Point labeling dataset excerpts
★ ★ ★ ★ ★ ★ ★

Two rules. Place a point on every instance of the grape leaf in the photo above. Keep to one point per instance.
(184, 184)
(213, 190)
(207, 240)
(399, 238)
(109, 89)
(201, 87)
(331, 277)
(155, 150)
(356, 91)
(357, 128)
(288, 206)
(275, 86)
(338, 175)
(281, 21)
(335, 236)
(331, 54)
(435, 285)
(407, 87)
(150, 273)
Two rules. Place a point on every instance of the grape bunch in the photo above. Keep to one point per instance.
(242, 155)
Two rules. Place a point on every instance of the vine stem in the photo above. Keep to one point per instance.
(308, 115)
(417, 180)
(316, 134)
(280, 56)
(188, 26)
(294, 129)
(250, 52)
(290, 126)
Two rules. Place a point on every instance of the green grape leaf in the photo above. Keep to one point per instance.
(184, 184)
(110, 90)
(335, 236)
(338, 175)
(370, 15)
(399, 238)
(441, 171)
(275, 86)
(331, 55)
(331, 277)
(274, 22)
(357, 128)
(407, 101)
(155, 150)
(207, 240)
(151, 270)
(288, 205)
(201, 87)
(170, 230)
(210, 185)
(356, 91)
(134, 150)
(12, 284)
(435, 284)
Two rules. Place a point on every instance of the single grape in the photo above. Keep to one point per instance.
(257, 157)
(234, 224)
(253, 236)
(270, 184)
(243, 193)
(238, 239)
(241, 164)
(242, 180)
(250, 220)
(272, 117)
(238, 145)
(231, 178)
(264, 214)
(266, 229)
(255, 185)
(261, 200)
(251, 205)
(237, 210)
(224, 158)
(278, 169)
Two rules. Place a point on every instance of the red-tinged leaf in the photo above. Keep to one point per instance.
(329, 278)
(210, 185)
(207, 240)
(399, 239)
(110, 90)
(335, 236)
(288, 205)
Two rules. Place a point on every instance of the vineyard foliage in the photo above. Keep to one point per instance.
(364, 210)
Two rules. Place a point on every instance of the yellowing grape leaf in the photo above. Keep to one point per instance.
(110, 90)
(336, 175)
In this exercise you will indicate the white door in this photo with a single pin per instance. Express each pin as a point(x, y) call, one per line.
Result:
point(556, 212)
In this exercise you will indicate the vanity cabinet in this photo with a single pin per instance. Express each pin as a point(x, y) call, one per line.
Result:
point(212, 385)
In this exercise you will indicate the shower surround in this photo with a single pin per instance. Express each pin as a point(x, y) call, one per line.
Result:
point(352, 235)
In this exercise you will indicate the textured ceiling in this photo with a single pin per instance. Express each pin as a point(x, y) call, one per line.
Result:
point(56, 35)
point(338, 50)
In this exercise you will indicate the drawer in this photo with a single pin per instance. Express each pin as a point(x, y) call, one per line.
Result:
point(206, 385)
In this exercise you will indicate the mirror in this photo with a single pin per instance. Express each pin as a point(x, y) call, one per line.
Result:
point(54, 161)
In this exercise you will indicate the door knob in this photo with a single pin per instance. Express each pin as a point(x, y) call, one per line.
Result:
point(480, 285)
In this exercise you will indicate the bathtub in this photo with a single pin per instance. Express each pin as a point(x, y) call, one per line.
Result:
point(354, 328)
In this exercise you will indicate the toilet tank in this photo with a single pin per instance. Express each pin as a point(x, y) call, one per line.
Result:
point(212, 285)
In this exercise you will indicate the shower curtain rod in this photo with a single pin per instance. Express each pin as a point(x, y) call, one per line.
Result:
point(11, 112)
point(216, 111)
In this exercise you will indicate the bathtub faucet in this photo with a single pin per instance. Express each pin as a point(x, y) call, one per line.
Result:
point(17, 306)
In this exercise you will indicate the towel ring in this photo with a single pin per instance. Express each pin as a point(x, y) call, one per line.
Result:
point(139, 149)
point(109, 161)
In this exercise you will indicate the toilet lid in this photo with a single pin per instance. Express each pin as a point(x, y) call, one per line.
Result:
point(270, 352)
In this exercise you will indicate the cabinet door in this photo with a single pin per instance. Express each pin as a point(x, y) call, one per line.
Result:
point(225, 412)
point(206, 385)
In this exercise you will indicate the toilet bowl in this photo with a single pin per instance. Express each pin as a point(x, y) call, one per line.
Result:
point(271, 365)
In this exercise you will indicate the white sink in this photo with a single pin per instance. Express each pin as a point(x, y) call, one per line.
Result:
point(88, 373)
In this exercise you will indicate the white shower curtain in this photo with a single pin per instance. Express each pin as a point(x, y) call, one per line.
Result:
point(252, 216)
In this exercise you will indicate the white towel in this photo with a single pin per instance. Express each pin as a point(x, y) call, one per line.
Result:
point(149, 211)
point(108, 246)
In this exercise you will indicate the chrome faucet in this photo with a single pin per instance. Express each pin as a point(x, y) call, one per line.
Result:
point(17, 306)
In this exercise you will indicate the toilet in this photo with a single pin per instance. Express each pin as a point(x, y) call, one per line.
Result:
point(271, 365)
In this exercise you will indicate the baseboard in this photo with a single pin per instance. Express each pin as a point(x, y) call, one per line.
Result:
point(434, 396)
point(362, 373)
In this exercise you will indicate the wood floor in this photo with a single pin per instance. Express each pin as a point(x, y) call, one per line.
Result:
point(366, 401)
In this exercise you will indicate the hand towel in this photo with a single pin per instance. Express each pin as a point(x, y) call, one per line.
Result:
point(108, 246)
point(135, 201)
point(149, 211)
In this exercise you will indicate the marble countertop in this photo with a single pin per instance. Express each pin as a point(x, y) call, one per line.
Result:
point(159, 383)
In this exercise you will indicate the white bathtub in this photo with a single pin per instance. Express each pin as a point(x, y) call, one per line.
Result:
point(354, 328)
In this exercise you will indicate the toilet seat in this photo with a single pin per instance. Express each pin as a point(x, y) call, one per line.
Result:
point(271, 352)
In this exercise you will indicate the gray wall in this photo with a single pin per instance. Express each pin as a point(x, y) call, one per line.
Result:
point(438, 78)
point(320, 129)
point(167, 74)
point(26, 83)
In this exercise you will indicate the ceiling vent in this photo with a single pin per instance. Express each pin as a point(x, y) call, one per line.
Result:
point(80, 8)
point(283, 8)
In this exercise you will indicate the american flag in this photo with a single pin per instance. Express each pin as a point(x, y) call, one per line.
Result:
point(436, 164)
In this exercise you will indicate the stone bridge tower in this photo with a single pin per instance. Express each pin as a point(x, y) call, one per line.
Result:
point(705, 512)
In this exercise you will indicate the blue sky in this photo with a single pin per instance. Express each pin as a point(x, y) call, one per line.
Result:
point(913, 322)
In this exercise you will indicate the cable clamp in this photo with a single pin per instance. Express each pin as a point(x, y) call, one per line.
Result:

★ ★ ★ ★ ★ ★ ★

Output all of the material exactly as written.

• Problem solution:
Two rules. Place a point on every instance of the grape leaf in the photo above. Keep to one point per instance.
(184, 184)
(213, 190)
(207, 240)
(399, 238)
(109, 89)
(201, 87)
(331, 277)
(155, 150)
(356, 91)
(357, 128)
(288, 206)
(275, 86)
(338, 175)
(281, 21)
(335, 236)
(331, 54)
(435, 285)
(407, 87)
(150, 273)
Two rules. Place a point on every instance of the grape bunch in the photo above. Keep to one point per instance.
(242, 155)
Two rules. Place a point on every instance of the vine stem in the photo above. Keep to one point per instance.
(308, 115)
(417, 180)
(316, 134)
(280, 56)
(188, 26)
(294, 129)
(250, 52)
(290, 126)
Two rules. Place a point on every instance of the green grape leaf in the photo above. Keep to one point per instance.
(184, 184)
(110, 90)
(335, 236)
(338, 175)
(370, 15)
(399, 238)
(441, 171)
(275, 86)
(331, 55)
(331, 277)
(274, 22)
(357, 128)
(407, 101)
(155, 150)
(207, 240)
(151, 270)
(288, 205)
(201, 87)
(170, 230)
(210, 185)
(356, 91)
(134, 150)
(12, 284)
(435, 284)
Two rules. Place a point on every instance of the single grape in the photo above. Keep to one point per instance.
(257, 157)
(234, 224)
(253, 236)
(270, 184)
(243, 193)
(238, 239)
(241, 164)
(242, 180)
(250, 220)
(272, 117)
(238, 145)
(231, 178)
(264, 214)
(266, 229)
(255, 185)
(261, 200)
(251, 205)
(237, 210)
(224, 158)
(278, 169)
Two rules. Place a point on every instance of the red-tinged leaf in the photo above. Keep to one point per instance.
(329, 278)
(210, 185)
(207, 240)
(399, 239)
(110, 90)
(335, 236)
(288, 205)
Two rules. Place a point on every instance of the vineyard foliage in the photo above. Keep to one point per instance.
(364, 210)
Two rules. Place a point on every instance of the yellowing grape leaf in the photo above. Keep to one point per instance.
(110, 90)
(336, 175)
In this exercise you will indicate the white door in this photo with a single pin per instance. Express each pin as a point(x, y) call, one per line.
Result:
point(556, 212)
In this exercise you will indicate the vanity cabinet in this photo with a single pin per instance. Express each pin as a point(x, y) call, one per line.
Result:
point(212, 385)
In this exercise you will indicate the shower surround in this photo with a single pin per instance. Express each pin as a point(x, y) call, one per line.
Result:
point(352, 235)
In this exercise you will indicate the textured ceiling in this photo with a single pin per instance. Express each pin as a point(x, y) call, one per line.
Result:
point(56, 35)
point(338, 50)
In this exercise you will indicate the drawer in this photo with a single pin per instance. Express each pin as a point(x, y) call, one per line.
Result:
point(206, 385)
In this exercise you will indicate the mirror in this photo with a single pin per instance. Express each pin as a point(x, y) call, one per line.
Result:
point(54, 161)
In this exercise you will indicate the door knob in this photo with a single pin per instance. Express each pin as a point(x, y) call, one per line.
Result:
point(480, 285)
In this exercise you will indicate the bathtub in this photo with a single pin per instance. Express each pin as a point(x, y) call, one per line.
Result:
point(354, 328)
In this exercise you will indicate the toilet tank in this photo with a single pin per instance. Express each pin as a point(x, y) call, one per line.
Result:
point(212, 285)
In this exercise you will indicate the shower curtain rod in this photo with a single pin per instance. Express each pin as a point(x, y) call, one per line.
Result:
point(11, 112)
point(216, 111)
In this exercise you will indicate the bathtub faucet in this photo with a single pin per instance. Express each pin as a point(x, y) call, one per line.
Result:
point(17, 306)
In this exercise you will indicate the towel ring in this photo with a single pin per instance. Express each pin as a point(x, y) call, one per line.
Result:
point(139, 149)
point(109, 161)
In this exercise you will indicate the toilet lid in this photo with a single pin per instance. Express each pin as a point(x, y) call, one per line.
Result:
point(270, 352)
In this exercise you will indicate the cabinet door in this photo with a single pin per instance. Express each pin as a point(x, y) call, one per line.
Result:
point(225, 412)
point(206, 385)
In this exercise you will indicate the toilet bowl in this photo with a single pin per instance. Express each pin as a point(x, y) call, one per line.
Result:
point(271, 365)
In this exercise you will indicate the white sink in this photo with a single pin per instance. Express each pin as a point(x, y) call, one per line.
Result:
point(88, 373)
In this exercise you will indicate the white shower curtain in this photo with a single pin per instance. Express each pin as a point(x, y) call, one per line.
Result:
point(252, 216)
In this exercise you will indicate the white towel in this photo with a single pin per instance. Express each pin as a point(x, y) call, one per line.
Result:
point(149, 211)
point(108, 246)
In this exercise you will indicate the chrome faucet in this photo with a single pin per instance. Express each pin as a point(x, y) call, one per line.
Result:
point(17, 306)
In this exercise you will indicate the toilet in this photo with a single pin per instance. Express each pin as a point(x, y) call, one per line.
Result:
point(271, 365)
In this exercise you will indicate the baseboard in this photo with a single pin per instance. Express each pin as a point(x, y) call, one per line.
Result:
point(434, 396)
point(362, 373)
In this exercise you will indicate the wood floor in this photo with a single pin per instance. Express each pin as a point(x, y) call, one per line.
Result:
point(366, 401)
In this exercise you will indicate the hand towel in this photo with a single pin per instance. Express each pin as a point(x, y) call, one per line.
Result:
point(108, 246)
point(135, 201)
point(149, 211)
In this exercise you will indicate the marble countertop in this photo with a single pin per instance. Express each pin as a point(x, y) call, one per line.
Result:
point(159, 383)
In this exercise you will indicate the white bathtub in this photo with a single pin per instance. Express each pin as a point(x, y) call, one per line.
Result:
point(354, 328)
In this exercise you will indicate the toilet seat in this photo with a single pin per instance. Express each pin as a point(x, y) call, one per line.
Result:
point(271, 352)
In this exercise you will indicate the gray wall in this photo with a single pin per instance. Express each pin as a point(x, y) call, one per line.
Result:
point(438, 78)
point(320, 129)
point(167, 74)
point(26, 83)
In this exercise you will indicate the ceiling vent in this photo with a single pin per instance. Express each pin as a point(x, y) call, one per line.
Result:
point(80, 8)
point(283, 8)
In this exercise you will indicate the american flag in this photo with a single pin per instance. Express each pin as a point(x, y) call, one per line.
Result:
point(436, 164)
In this exercise you will indicate the stone bridge tower in this photo with a single pin per instance. Express each pin as a point(x, y) call, one per line.
Result:
point(705, 512)
In this exercise you will indicate the blue sky in this photo with a single pin per instance. Express each pin as a point(x, y) call, one per line.
Result:
point(913, 322)
In this exercise you will indicate the cable clamp in this photo with a single pin per instance. Express each pin as a point(x, y) call, one per line.
Result:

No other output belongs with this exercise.